Source material:
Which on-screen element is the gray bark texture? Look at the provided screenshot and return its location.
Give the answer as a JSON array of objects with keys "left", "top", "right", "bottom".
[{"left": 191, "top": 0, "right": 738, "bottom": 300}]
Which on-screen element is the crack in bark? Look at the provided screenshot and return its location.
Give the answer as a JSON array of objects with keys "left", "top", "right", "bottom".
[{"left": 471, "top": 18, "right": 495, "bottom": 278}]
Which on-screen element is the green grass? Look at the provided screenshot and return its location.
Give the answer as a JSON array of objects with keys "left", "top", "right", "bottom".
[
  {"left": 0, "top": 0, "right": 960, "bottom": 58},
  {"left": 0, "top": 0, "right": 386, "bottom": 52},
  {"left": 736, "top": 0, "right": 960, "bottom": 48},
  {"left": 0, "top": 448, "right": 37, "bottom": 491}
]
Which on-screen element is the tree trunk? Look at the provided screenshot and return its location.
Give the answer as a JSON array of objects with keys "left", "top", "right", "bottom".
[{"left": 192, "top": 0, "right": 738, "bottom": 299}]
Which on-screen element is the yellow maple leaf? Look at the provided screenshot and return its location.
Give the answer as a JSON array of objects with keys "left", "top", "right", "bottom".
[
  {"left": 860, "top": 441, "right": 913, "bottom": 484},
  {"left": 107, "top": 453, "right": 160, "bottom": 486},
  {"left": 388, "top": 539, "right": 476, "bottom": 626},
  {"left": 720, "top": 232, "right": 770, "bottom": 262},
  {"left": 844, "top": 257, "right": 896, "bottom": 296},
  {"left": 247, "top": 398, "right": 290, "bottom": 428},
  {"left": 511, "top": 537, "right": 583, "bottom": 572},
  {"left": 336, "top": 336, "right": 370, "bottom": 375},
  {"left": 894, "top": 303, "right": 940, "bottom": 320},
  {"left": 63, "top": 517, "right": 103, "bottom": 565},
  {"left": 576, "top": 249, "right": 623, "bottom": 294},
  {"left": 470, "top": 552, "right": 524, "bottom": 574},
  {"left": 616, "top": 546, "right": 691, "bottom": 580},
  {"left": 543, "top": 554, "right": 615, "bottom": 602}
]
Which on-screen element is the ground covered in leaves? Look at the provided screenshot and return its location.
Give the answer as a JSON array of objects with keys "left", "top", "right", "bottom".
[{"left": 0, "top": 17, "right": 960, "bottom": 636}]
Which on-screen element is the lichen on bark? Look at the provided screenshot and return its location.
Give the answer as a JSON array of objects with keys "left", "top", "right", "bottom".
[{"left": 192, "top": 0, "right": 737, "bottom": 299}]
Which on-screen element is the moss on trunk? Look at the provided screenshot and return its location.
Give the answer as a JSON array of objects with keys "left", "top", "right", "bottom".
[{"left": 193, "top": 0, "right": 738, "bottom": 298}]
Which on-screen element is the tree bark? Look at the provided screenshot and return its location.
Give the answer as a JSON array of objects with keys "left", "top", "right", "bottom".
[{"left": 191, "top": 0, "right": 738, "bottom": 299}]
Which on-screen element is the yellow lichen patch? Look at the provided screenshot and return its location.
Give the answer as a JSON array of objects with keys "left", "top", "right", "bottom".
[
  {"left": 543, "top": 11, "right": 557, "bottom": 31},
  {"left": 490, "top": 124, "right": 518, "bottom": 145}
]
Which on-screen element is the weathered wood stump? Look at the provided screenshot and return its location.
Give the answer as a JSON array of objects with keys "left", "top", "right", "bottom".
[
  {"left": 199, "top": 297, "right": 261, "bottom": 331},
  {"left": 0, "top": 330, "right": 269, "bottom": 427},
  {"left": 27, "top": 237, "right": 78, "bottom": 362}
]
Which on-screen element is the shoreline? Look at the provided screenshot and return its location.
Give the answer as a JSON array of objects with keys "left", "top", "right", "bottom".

Problem to work on: Please rewrite the rows from the line with "Which on-screen element is the shoreline?" through the end of the rows, changing "provided" to "attached" and leaving everything else unchanged. Return only those lines.

Result for this exercise:
Which on-screen element is the shoreline? Look at the attached screenshot and return its location.
Give the answer as a JSON array of objects with keys "left", "top", "right", "bottom".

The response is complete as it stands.